>> Begin Input records

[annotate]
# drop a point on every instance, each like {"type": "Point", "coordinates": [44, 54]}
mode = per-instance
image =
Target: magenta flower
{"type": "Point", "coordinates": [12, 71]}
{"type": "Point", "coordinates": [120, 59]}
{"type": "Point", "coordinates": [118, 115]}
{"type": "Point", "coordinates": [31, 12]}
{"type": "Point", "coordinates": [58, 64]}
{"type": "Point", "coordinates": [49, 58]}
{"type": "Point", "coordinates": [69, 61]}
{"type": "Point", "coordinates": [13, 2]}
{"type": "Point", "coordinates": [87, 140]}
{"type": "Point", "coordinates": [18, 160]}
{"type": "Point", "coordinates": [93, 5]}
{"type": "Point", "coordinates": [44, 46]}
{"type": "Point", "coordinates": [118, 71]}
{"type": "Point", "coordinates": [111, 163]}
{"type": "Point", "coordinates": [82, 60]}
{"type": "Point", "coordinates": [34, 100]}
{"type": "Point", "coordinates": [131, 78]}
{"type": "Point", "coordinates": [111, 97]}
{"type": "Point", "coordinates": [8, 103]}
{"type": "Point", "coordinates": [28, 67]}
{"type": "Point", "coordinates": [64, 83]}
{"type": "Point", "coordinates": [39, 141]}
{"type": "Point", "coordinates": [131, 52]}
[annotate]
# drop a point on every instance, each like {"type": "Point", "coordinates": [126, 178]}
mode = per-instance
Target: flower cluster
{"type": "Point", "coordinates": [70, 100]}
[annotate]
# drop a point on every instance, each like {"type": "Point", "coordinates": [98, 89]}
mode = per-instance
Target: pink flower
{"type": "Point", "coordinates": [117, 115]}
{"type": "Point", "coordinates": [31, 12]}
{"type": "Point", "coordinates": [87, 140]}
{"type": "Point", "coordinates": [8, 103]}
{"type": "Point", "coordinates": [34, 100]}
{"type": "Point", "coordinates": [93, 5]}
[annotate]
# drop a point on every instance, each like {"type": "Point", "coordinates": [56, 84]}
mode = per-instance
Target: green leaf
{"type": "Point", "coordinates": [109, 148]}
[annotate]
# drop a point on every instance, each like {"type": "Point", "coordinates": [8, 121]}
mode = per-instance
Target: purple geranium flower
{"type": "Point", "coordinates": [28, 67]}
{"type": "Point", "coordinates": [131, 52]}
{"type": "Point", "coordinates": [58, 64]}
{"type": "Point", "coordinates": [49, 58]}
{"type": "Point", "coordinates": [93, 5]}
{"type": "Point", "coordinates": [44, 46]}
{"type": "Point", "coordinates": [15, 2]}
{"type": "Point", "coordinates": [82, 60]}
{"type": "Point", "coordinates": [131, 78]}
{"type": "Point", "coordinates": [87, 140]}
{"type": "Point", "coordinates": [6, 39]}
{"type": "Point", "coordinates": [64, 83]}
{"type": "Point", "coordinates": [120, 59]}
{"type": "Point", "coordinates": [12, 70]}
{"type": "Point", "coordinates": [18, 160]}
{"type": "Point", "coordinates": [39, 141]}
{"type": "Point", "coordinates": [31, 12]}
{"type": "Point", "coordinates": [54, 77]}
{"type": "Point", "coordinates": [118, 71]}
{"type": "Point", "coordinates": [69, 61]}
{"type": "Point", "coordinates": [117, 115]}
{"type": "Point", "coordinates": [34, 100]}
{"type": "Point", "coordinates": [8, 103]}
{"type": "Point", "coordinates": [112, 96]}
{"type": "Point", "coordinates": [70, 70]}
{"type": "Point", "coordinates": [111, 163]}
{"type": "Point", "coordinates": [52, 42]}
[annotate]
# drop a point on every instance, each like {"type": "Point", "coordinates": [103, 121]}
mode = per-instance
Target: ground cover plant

>> End Input records

What to do —
Make an exact copy of the material above.

Completed exercise —
[annotate]
# drop a point on every instance, each like {"type": "Point", "coordinates": [44, 54]}
mode = per-instance
image =
Target: magenta flower
{"type": "Point", "coordinates": [12, 71]}
{"type": "Point", "coordinates": [120, 59]}
{"type": "Point", "coordinates": [118, 115]}
{"type": "Point", "coordinates": [31, 12]}
{"type": "Point", "coordinates": [58, 64]}
{"type": "Point", "coordinates": [49, 58]}
{"type": "Point", "coordinates": [69, 61]}
{"type": "Point", "coordinates": [13, 2]}
{"type": "Point", "coordinates": [87, 140]}
{"type": "Point", "coordinates": [18, 160]}
{"type": "Point", "coordinates": [93, 5]}
{"type": "Point", "coordinates": [44, 46]}
{"type": "Point", "coordinates": [118, 71]}
{"type": "Point", "coordinates": [111, 163]}
{"type": "Point", "coordinates": [82, 60]}
{"type": "Point", "coordinates": [34, 100]}
{"type": "Point", "coordinates": [131, 78]}
{"type": "Point", "coordinates": [111, 97]}
{"type": "Point", "coordinates": [8, 103]}
{"type": "Point", "coordinates": [28, 67]}
{"type": "Point", "coordinates": [64, 83]}
{"type": "Point", "coordinates": [39, 141]}
{"type": "Point", "coordinates": [131, 52]}
[annotate]
# drop a point on every instance, each like {"type": "Point", "coordinates": [126, 178]}
mode = per-instance
Target: flower cluster
{"type": "Point", "coordinates": [70, 100]}
[annotate]
# drop a point on every instance, each like {"type": "Point", "coordinates": [98, 89]}
mode = per-instance
Target: pink flower
{"type": "Point", "coordinates": [117, 115]}
{"type": "Point", "coordinates": [31, 12]}
{"type": "Point", "coordinates": [87, 140]}
{"type": "Point", "coordinates": [8, 103]}
{"type": "Point", "coordinates": [34, 100]}
{"type": "Point", "coordinates": [93, 5]}
[annotate]
# drop a point on every instance, each like {"type": "Point", "coordinates": [56, 84]}
mode = per-instance
Target: green leaf
{"type": "Point", "coordinates": [109, 148]}
[annotate]
# drop a point on every instance, each like {"type": "Point", "coordinates": [8, 121]}
mode = per-instance
Target: purple geranium flower
{"type": "Point", "coordinates": [28, 67]}
{"type": "Point", "coordinates": [131, 52]}
{"type": "Point", "coordinates": [58, 64]}
{"type": "Point", "coordinates": [49, 58]}
{"type": "Point", "coordinates": [93, 5]}
{"type": "Point", "coordinates": [44, 46]}
{"type": "Point", "coordinates": [15, 2]}
{"type": "Point", "coordinates": [82, 60]}
{"type": "Point", "coordinates": [131, 78]}
{"type": "Point", "coordinates": [87, 140]}
{"type": "Point", "coordinates": [6, 39]}
{"type": "Point", "coordinates": [64, 83]}
{"type": "Point", "coordinates": [120, 59]}
{"type": "Point", "coordinates": [12, 70]}
{"type": "Point", "coordinates": [18, 160]}
{"type": "Point", "coordinates": [39, 141]}
{"type": "Point", "coordinates": [31, 12]}
{"type": "Point", "coordinates": [54, 77]}
{"type": "Point", "coordinates": [118, 71]}
{"type": "Point", "coordinates": [69, 61]}
{"type": "Point", "coordinates": [117, 115]}
{"type": "Point", "coordinates": [34, 100]}
{"type": "Point", "coordinates": [8, 103]}
{"type": "Point", "coordinates": [112, 96]}
{"type": "Point", "coordinates": [70, 70]}
{"type": "Point", "coordinates": [111, 163]}
{"type": "Point", "coordinates": [52, 42]}
[annotate]
# drop a point on every instance, each like {"type": "Point", "coordinates": [103, 121]}
mode = per-instance
Target: ground cover plant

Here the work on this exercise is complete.